-- START OF EXTRACTED INFORMATION --

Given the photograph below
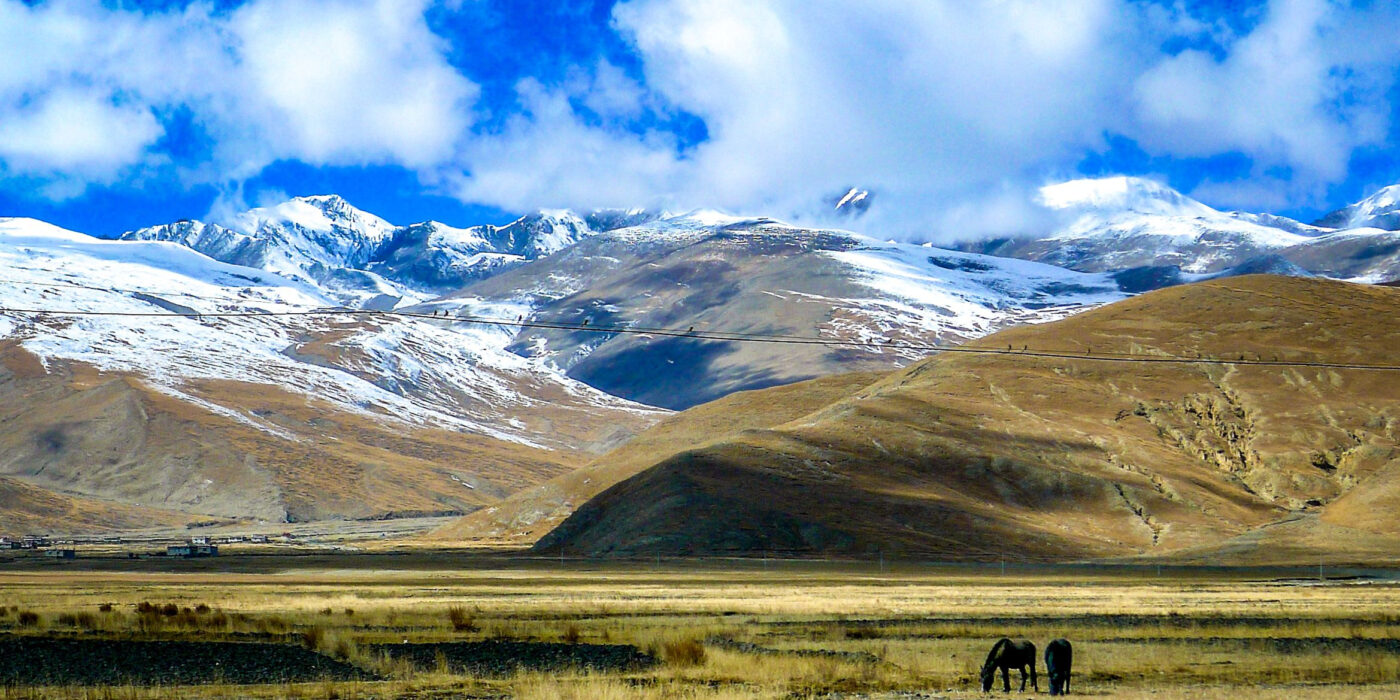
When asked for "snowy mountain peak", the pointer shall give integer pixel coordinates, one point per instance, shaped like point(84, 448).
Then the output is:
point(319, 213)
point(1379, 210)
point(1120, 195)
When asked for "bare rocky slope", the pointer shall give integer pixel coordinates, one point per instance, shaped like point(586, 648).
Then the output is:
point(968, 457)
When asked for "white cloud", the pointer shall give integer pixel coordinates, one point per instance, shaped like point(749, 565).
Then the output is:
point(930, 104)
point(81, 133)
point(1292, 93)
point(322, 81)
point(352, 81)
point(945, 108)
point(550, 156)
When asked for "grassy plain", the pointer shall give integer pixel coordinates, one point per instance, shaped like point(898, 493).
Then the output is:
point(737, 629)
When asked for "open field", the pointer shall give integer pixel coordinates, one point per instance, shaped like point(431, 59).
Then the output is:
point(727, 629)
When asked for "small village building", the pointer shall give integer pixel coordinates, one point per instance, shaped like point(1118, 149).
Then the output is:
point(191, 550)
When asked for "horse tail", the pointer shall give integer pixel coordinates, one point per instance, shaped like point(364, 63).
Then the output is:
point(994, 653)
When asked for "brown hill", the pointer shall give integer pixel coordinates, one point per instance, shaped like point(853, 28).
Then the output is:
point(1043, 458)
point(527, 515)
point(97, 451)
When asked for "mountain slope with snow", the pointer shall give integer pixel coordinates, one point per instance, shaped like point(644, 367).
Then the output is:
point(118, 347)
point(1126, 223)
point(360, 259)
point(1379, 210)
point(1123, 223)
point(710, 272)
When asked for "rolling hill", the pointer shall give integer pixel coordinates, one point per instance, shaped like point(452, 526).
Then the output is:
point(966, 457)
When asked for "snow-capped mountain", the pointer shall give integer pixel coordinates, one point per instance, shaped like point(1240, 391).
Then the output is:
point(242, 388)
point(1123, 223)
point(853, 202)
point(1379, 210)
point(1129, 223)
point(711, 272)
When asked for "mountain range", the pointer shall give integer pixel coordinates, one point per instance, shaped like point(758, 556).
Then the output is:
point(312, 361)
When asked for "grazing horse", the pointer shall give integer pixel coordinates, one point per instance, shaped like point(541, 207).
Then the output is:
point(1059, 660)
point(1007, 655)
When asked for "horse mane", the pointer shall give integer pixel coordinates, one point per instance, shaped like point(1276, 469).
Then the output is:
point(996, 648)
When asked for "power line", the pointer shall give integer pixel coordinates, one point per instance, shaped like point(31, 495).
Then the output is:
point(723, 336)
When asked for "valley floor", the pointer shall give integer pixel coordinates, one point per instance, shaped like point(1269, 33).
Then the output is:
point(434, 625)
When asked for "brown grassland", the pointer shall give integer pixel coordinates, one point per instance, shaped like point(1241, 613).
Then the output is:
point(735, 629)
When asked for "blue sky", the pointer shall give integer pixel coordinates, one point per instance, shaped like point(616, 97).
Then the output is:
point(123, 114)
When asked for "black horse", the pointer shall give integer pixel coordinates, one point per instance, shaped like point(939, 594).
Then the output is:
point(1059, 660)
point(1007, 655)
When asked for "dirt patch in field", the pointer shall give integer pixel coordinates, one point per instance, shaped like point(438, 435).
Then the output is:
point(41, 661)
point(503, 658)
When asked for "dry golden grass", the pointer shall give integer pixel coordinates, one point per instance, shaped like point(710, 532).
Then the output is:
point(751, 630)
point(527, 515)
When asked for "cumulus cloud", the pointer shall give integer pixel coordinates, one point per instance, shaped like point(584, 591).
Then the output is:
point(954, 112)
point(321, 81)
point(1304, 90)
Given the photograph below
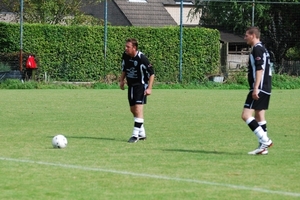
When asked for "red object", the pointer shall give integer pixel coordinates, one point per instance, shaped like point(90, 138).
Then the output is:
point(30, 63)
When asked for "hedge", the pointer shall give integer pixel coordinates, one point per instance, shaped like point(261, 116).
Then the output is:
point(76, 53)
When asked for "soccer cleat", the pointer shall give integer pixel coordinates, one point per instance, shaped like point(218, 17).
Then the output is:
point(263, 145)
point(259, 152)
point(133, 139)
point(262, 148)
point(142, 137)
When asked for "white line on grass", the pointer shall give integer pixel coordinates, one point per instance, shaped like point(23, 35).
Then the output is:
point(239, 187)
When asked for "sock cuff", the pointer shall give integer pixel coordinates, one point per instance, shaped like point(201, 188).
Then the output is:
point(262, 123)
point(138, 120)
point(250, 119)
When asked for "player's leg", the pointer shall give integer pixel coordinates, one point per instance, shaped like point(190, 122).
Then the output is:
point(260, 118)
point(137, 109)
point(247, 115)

-- END OF EXTRACTED INFORMATION --

OBJECTIVE: Copy out all of the records above word for word, leaving out the pictures.

WORKED SOLUTION:
Given the photograph below
When asked for "snowy mountain peak", the pointer shall give integer pixel coordinates, one point per instance, shaped like point(84, 448).
Then the output is:
point(319, 213)
point(1379, 210)
point(1120, 195)
When asked for "bare rocky slope", the pointer shall give integer pixel coordinates, one point per instance, shaped like point(586, 648).
Then the output is:
point(968, 457)
When asked for "white cloud", the pointer shall give integer pixel coordinates, one point per instance, shaped like point(749, 565).
Then the output is:
point(930, 104)
point(81, 133)
point(1292, 93)
point(322, 81)
point(352, 81)
point(945, 108)
point(550, 156)
When asked for "grassy plain", the pointer shall give integer pixel coordinates, one point per instance, shaped like point(898, 493).
Then the output is:
point(737, 629)
When asked for "open field", the pointer shall give integer pixel coordinates, one point per instance, shaped like point(431, 59).
Then the output is:
point(727, 629)
When asked for "small village building", the pointer shall give integer pixel coordinates, one point per instance, shaped like point(1118, 149).
Then the output is:
point(191, 550)
When asked for "horse tail", the pointer shall give integer pixel coordinates, one point per instance, shaped like point(364, 63).
Then the output is:
point(994, 653)
When asked for "brown hill", the pointer shall give integer pixel coordinates, one point per instance, shaped like point(853, 28).
Then the output is:
point(1043, 458)
point(527, 515)
point(97, 451)
When asked for "mountain slope with snow", the pointer shall give integer pixel coordinates, one point per instance, shaped like point(644, 367).
Then the output is:
point(118, 347)
point(1126, 223)
point(360, 259)
point(1379, 210)
point(1123, 223)
point(710, 272)
When asked for "rolling hill", the pointer shall give integer pixel coordinates, one point per instance, shaped like point(452, 526).
Then the output is:
point(966, 457)
When asked for "snow-capped mountain", the pointer shall give integer pixel coordinates, one point per instance, shaped like point(1240, 391).
Then the output is:
point(242, 388)
point(1123, 223)
point(853, 202)
point(1379, 210)
point(1129, 223)
point(711, 272)
When asked for "mountain range", the pointer shall give integer pixel coordinates, one point per instance, shaped like point(758, 556).
Then the output is:
point(312, 361)
When asked for "grazing horse", the pointer shall give integer pixel coordinates, one point per instance, shaped like point(541, 207).
Then the output is:
point(1059, 660)
point(1007, 655)
When asked for "horse mane", the pointer shall give integer pixel coordinates, one point per instance, shaped like point(1276, 469).
Then the output is:
point(996, 648)
When asked for "power line", the pointer shall give integer pixel coordinates, one point per instance, shaped like point(31, 495).
Then the output is:
point(723, 336)
When asked for "valley floor", the pointer shall give integer pixel coordinates, one point per instance, shaped like point(1269, 33).
Then the output is:
point(434, 625)
When asked for "brown grassland", the pointer shall give integer pixel coordinates, one point per instance, shaped like point(1241, 613).
Then the output is:
point(735, 629)
When asked for "blue sky", the pointer shall give integer pixel coordinates, one point per instance, shaped like point(616, 97).
Then the output is:
point(123, 114)
When asked for "black horse", the pointer shall give integer pixel coordinates, one point per instance, shaped like point(939, 594).
Then the output is:
point(1059, 660)
point(1007, 655)
When asked for "dirt patch in field", the pointer shall give integer pixel coordinates, one point per instance, shaped like point(438, 435).
Then the output is:
point(41, 661)
point(503, 658)
When asked for "dry golden grass", the pointer shall give integer pixel coordinates, one point per instance, shaped like point(710, 532).
Then the output is:
point(751, 630)
point(527, 515)
When asked for "cumulus cloud", the pointer shall give integer pixel coordinates, one point per instance, shaped like point(584, 591).
Then the output is:
point(954, 112)
point(321, 81)
point(1304, 90)
Given the photograph below
When asked for "red object", the pointer shall give integer pixel coordinates, one point per instance, shaped like point(90, 138).
Then the output is:
point(30, 63)
When asked for "hedge", the pointer shall give integer pixel coordinates, one point per instance, shaped like point(261, 116).
Then the output is:
point(76, 53)
When asked for "soccer cleat", the pointer shall give integer pixel coordinates, one point per instance, shaped like point(218, 17).
Then the output is:
point(263, 145)
point(259, 152)
point(133, 139)
point(262, 148)
point(142, 137)
When asked for "white line on grass", the pointer shall give integer pixel coordinates, one point per instance, shaped like point(23, 35).
Then the output is:
point(239, 187)
When asked for "sock cuff", the pointer shall give integer pixel coordinates, one point per instance, shaped like point(201, 188).
Then the output is:
point(262, 123)
point(138, 120)
point(250, 119)
When asked for "player's leg", the pointer shall give integer pixel coordinates, one point per instance, shaped like point(190, 122).
Then the output is:
point(260, 118)
point(137, 109)
point(247, 115)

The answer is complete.